Not too good for a glow up.
There comes a time when each of us will find herself having a minor, mid-winter existential crisis in a Banana Republic dressing room in Appleton, Wisconsin.
There comes a time when each of us will find herself having a minor, mid-winter existential crisis in a Banana Republic dressing room in Appleton, Wisconsin. As you stare at the stranger in the mirror, you’ll realize you haven’t seen your shoulders or clavicle since Halloween. The fluorescence makes your skin appear so white it seems to be lit from within. There’s no barrier between you and the dressing room mirror—no stretch of bathroom counter or bedroom vanity—so you’re really able to get in there to take in the eyebrow hairs that are somehow sprouting halfway down your cheekbones and the tiny snaking blood vessels embellishing your nostrils. The clearance chartreuse cocktail dress you’re wearing matches your teeth a little too well. Said teeth should actually be the color of the calf-length workout socks you were too lazy to remove before trying on the cocktail dress. But at least your dandruff is as white as the socks. And you realize that the haircut you got in August is no longer really a haircut, but rather a shapeless cape of hair.
Beholding yourself in a mirror for longer than a passing glance is dangerous. And I hate that that’s the case, both for me and for most of my friends. Working in the disability space for a decade has re-ordered (i.e. healed) many of the expectations I have for my face and body by establishing a new set of criteria for how real beauty manifests in humans. I wish I could say the healing work was complete, but it’s being counteracted every minute of every day by the constant feed of images and videos and ads running on the ever-present screens at the end of my nose. They tell me how I should look, yes, but they also tell me how I should feel—thriving, put-together, effortless, and polished.

** Exercise 1 **
In the essay about the dressing-room mirror, how long has the writer worked in the disability space?
** Exercise 2 **
Continue the essay about the dressing-room mirror, picking up after its final sentence.

** Entries supplied **
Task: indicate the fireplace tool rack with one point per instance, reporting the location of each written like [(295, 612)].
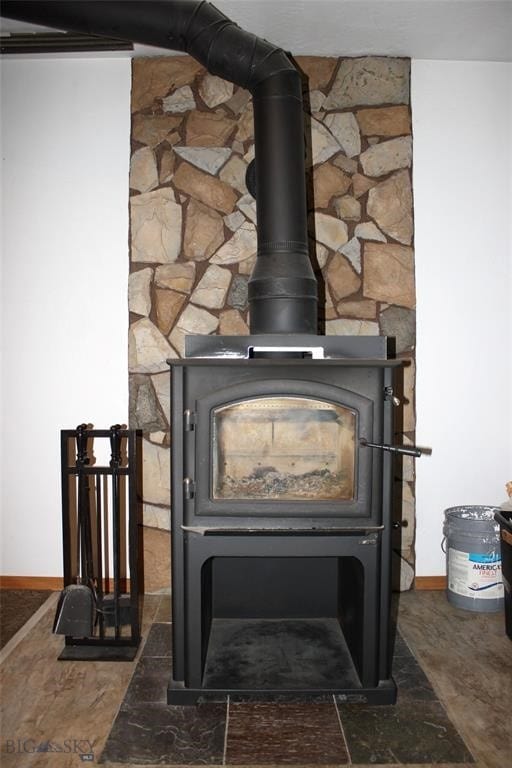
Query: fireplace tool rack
[(98, 610)]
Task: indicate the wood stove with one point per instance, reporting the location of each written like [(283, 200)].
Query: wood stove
[(281, 518)]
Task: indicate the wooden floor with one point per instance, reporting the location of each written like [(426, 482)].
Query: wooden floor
[(467, 657)]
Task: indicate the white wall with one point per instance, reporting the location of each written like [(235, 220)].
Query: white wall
[(462, 124), (65, 181), (65, 149)]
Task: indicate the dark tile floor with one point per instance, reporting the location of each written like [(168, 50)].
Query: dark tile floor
[(148, 731), (16, 607)]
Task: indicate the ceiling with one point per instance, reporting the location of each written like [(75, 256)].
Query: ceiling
[(479, 30)]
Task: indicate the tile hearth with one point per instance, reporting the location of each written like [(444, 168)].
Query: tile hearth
[(282, 732), (466, 657)]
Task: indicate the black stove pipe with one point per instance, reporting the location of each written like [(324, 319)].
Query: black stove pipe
[(282, 288)]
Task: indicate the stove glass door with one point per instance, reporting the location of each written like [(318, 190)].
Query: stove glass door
[(293, 448)]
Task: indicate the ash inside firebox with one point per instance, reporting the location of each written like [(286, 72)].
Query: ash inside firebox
[(268, 482)]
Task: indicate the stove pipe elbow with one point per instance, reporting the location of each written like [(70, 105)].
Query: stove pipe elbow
[(282, 288)]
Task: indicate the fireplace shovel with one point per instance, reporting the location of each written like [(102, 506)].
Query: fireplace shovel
[(76, 609)]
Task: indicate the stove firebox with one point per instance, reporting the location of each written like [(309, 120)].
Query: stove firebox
[(281, 519)]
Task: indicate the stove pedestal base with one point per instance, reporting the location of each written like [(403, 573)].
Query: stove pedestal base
[(280, 658)]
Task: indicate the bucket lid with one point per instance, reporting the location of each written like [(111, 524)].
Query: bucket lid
[(479, 516)]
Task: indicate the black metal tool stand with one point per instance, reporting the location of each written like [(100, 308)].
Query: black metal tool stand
[(100, 511)]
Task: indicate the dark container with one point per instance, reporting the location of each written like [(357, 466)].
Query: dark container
[(504, 518)]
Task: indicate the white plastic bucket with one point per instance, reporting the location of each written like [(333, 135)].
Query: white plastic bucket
[(473, 558)]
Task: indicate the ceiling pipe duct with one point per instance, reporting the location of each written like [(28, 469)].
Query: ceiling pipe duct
[(282, 288)]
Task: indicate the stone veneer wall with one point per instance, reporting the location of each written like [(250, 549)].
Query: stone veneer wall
[(193, 237)]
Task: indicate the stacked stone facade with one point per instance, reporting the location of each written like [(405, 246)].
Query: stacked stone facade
[(193, 238)]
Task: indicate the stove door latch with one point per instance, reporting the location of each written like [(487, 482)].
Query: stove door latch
[(189, 420), (390, 395), (189, 488), (403, 450)]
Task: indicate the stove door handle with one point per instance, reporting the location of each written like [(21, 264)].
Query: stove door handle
[(402, 450)]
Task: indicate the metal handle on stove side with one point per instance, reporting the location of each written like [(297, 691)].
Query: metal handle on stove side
[(403, 450)]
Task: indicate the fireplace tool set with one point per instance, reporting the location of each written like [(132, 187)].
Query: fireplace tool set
[(98, 609)]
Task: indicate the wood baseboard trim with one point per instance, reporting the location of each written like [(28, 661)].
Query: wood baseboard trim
[(31, 582), (430, 582), (56, 583)]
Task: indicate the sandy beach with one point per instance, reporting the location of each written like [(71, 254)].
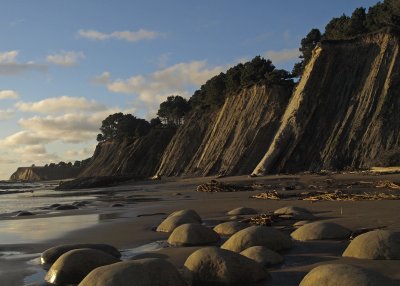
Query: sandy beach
[(130, 227)]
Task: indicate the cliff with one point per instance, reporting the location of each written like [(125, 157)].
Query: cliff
[(344, 112), (138, 157), (44, 173), (230, 140)]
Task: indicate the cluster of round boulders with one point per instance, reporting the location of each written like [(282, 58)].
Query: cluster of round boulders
[(178, 218), (141, 272), (50, 255), (242, 211), (192, 234), (215, 266), (263, 255), (74, 265), (377, 244), (320, 230), (343, 274), (294, 213), (230, 227), (258, 236)]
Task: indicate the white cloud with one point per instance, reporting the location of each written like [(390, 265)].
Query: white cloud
[(10, 67), (152, 89), (6, 114), (65, 58), (60, 104), (282, 56), (8, 57), (130, 36), (8, 94)]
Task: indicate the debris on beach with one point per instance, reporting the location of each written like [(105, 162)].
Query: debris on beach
[(336, 195), (214, 186)]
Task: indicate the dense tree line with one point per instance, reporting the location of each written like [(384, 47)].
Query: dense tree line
[(258, 70), (383, 14)]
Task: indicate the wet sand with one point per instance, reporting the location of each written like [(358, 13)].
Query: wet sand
[(146, 204)]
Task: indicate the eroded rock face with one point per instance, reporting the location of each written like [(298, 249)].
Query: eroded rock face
[(192, 235), (263, 255), (258, 236), (178, 218), (215, 266), (230, 227), (345, 98), (74, 265), (377, 244), (141, 272), (50, 255), (228, 141), (344, 274), (321, 230)]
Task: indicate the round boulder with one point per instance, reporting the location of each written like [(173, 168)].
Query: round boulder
[(178, 218), (192, 234), (263, 255), (294, 213), (230, 227), (242, 211), (50, 255), (215, 266), (377, 244), (74, 265), (258, 236), (343, 274), (141, 272), (320, 230)]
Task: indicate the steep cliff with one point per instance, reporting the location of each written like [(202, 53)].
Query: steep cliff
[(137, 157), (230, 140), (344, 112), (44, 173)]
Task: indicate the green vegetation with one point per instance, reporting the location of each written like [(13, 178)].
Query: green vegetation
[(383, 14), (172, 111), (258, 70)]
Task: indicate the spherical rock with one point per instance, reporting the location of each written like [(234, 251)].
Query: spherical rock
[(258, 236), (320, 230), (294, 213), (178, 218), (242, 211), (263, 255), (215, 266), (192, 234), (343, 274), (50, 255), (377, 244), (74, 265), (230, 227), (141, 272)]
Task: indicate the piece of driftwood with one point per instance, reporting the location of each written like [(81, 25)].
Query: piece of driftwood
[(215, 186)]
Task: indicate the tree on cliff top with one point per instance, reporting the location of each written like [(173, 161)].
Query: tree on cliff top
[(118, 125), (173, 110)]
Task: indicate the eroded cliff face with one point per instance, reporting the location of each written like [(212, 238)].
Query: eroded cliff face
[(344, 112), (137, 157), (44, 173), (228, 141)]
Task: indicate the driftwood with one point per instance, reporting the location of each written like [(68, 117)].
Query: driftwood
[(328, 196), (215, 186)]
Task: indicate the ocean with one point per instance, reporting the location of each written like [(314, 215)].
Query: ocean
[(18, 196)]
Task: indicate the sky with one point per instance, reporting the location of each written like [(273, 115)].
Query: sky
[(65, 65)]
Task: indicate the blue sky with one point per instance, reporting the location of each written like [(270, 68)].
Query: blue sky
[(65, 65)]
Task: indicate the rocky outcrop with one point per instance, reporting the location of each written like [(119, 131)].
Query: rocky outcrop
[(43, 173), (231, 140), (343, 111), (138, 157)]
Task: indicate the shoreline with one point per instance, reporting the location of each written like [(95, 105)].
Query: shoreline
[(124, 228)]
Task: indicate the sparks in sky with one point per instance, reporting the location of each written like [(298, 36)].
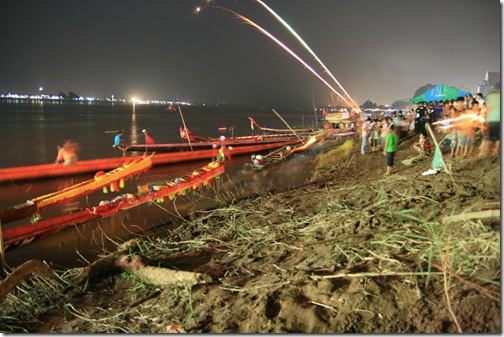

** Task answer 1 **
A decade.

** Task answer 2 **
The net effect? I stand in a Banana Republic dressing room hoping to feel a certain way, rather than to look a certain way. The most correct response to this is, of course, abstaining from image-based social media and enrolling in therapy. I could follow the path of a high school friend of mine and simply swear off mirrors for the rest of my life. (I haven’t talked to her in fifteen years, so I don’t know how that’s going.) Instead, in a slightly less noble tack, I embarked on a tiny little glow-up.
If you don’t know, a glow-up is the 2025 version of the makeover montage. Glow-ups involve making small upgrades to one’s routine toward the end of improved wellness and increased self-confidence. They’re a mechanism of capitalism: we’re convinced of a false problem and purchasing stuff is the only solution. I won’t pretend to be above participating in this tomfoolery.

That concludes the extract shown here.